Exercise objective. Repeat each of the entries below verbatim, line for line.
= = =
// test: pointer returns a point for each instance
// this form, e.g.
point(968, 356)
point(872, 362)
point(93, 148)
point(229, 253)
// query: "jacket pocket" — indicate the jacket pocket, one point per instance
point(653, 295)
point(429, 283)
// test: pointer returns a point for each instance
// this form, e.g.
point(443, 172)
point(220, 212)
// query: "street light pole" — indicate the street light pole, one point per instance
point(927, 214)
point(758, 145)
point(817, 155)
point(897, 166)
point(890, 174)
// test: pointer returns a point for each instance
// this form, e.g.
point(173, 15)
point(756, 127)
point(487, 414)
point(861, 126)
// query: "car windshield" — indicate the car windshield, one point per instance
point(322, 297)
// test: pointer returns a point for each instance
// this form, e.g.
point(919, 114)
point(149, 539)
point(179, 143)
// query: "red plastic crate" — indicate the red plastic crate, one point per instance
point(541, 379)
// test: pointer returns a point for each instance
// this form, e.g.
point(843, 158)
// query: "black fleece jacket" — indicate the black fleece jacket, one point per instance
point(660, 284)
= = =
Exercise answer.
// test: pointer returns a point for each instance
// this form, e.g.
point(968, 356)
point(872, 362)
point(93, 148)
point(229, 253)
// query: "jacket pocket" — indicate the jacket pocket, one point per instance
point(653, 295)
point(429, 283)
// test: pointer returns a point for each instance
// this form, e.g.
point(443, 172)
point(220, 212)
// query: "street light pole" — indicate the street light pole, one point per instance
point(927, 214)
point(758, 145)
point(817, 155)
point(897, 166)
point(890, 174)
// test: pointer returns a point for each instance
// this form, e.g.
point(173, 15)
point(756, 127)
point(487, 414)
point(861, 126)
// query: "car windshield" — indicate the car windshield, one point per instance
point(322, 297)
// test: pointer returns a point for each instance
// this form, e.g.
point(919, 114)
point(149, 539)
point(179, 143)
// query: "red plastic crate" — indicate the red plastic crate, one point per instance
point(541, 379)
// test: pointer returns a point for each instance
// this form, e.g.
point(843, 158)
// query: "black fleece jacket" — indicate the black fleece jacket, one point per instance
point(660, 284)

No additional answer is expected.